* WHAT TO DO *
Lay out the entries below as a JSON list of strings, one string per line, leaving out blank lines. Cover only the lines from the one containing "of the grassy" up to and including the final line of the entries.

Data records:
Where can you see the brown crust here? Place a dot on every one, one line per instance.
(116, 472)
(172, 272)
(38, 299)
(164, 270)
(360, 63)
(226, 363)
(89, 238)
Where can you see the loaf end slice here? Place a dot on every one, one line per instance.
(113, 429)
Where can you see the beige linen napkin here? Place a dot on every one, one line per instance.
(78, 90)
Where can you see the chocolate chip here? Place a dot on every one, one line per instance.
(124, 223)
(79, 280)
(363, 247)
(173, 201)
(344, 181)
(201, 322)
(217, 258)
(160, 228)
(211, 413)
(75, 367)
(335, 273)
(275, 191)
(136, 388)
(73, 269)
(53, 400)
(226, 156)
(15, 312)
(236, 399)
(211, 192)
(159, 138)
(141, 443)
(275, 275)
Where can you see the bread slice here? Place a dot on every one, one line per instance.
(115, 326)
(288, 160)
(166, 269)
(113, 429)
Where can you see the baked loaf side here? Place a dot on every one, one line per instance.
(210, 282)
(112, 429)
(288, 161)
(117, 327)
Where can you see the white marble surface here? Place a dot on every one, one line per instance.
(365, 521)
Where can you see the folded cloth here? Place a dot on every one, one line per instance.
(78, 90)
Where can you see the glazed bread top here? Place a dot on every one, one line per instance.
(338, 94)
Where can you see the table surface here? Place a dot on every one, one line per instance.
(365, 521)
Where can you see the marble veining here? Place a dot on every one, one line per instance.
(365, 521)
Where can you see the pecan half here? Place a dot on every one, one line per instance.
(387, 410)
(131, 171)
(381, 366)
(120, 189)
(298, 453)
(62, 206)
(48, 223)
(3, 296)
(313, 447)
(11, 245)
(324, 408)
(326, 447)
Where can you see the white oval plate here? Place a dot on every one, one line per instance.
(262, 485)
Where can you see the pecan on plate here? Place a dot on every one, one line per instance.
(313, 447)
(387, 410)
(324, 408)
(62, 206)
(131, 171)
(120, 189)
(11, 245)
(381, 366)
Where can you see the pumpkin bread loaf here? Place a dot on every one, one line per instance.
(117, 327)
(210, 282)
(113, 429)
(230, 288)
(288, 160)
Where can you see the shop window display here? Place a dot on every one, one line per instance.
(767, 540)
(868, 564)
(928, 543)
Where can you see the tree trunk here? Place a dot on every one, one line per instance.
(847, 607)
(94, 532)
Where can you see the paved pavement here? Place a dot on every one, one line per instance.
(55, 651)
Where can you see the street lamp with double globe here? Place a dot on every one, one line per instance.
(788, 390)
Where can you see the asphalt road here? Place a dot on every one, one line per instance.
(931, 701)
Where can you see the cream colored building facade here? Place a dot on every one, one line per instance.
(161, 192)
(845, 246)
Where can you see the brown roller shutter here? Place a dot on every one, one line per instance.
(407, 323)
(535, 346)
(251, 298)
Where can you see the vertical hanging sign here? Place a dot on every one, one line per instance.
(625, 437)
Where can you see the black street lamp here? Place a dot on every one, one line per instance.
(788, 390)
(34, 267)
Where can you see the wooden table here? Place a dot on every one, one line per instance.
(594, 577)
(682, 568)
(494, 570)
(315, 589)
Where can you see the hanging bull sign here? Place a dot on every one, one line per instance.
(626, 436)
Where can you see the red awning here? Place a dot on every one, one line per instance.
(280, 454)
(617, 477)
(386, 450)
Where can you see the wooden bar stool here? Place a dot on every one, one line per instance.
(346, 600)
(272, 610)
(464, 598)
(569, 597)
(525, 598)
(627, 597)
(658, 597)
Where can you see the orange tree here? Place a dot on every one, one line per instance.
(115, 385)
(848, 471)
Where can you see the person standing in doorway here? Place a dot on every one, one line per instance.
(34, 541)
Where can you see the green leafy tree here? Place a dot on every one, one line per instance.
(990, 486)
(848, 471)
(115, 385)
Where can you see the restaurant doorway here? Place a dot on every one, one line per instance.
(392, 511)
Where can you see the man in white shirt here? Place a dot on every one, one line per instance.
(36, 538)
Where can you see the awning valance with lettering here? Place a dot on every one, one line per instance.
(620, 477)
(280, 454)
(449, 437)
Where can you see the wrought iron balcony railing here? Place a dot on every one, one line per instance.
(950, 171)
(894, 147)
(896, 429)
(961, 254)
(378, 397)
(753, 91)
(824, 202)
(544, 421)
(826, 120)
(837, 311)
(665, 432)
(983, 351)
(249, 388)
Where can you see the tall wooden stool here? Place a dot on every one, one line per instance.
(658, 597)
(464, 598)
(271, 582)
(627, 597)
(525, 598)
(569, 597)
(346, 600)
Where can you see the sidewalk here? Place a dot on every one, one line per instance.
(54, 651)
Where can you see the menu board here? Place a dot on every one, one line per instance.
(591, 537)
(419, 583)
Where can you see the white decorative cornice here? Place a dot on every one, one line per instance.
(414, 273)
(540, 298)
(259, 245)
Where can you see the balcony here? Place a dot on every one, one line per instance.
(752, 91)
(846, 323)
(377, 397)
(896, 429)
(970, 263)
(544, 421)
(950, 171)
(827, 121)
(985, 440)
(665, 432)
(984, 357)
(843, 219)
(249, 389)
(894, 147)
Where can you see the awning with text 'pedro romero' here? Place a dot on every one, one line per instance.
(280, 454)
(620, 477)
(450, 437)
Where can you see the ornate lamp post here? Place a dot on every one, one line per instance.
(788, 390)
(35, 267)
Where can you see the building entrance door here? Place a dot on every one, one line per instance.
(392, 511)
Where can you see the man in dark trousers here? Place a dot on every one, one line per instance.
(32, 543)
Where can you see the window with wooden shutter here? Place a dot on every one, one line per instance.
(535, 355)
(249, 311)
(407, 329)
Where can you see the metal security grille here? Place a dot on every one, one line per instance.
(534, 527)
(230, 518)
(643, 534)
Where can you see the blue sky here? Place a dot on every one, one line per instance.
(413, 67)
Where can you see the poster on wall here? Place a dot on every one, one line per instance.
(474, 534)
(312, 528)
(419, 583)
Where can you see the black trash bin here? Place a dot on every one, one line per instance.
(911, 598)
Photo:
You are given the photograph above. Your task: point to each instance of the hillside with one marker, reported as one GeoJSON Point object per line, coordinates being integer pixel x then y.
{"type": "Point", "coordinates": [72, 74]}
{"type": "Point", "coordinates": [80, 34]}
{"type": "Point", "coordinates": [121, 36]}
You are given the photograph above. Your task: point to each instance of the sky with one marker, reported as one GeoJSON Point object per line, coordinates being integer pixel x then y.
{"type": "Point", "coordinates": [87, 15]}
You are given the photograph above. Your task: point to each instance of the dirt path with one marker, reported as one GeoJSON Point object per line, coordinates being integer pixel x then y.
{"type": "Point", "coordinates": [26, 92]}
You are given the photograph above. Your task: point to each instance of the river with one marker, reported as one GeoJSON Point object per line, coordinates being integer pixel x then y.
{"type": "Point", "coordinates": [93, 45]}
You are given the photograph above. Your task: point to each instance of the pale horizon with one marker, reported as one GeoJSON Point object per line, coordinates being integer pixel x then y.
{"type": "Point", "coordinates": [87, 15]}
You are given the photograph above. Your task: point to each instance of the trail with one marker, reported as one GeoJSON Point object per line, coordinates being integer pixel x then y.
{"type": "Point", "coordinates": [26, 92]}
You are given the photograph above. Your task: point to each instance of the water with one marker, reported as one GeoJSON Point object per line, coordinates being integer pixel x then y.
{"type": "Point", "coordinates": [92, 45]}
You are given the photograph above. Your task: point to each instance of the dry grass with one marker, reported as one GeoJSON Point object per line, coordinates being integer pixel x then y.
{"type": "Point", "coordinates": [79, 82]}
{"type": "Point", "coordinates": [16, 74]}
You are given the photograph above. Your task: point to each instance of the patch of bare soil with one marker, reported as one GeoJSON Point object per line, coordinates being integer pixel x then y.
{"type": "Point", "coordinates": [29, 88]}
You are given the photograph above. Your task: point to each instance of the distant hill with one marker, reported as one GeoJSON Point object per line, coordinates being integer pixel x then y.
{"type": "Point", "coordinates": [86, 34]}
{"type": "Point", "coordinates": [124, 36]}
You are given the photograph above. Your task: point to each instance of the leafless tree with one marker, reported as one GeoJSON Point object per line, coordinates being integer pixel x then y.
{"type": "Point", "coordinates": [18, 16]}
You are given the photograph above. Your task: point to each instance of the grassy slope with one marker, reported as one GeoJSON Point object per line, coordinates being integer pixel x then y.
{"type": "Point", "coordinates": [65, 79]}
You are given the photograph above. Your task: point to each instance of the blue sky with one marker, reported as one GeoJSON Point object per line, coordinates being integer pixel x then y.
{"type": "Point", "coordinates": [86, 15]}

* TASK RESPONSE *
[
  "You are given the photograph above. Your task: point to each instance of the grassy slope with one marker, reported as one GeoJSON Point object per line, coordinates being integer pixel x then y.",
  "{\"type\": \"Point\", \"coordinates\": [65, 79]}",
  "You are given the photograph above. Your task: point to each instance of the blue sky with one marker, reported as one GeoJSON Point object per line, coordinates being integer pixel x then y.",
  "{\"type\": \"Point\", \"coordinates\": [86, 15]}"
]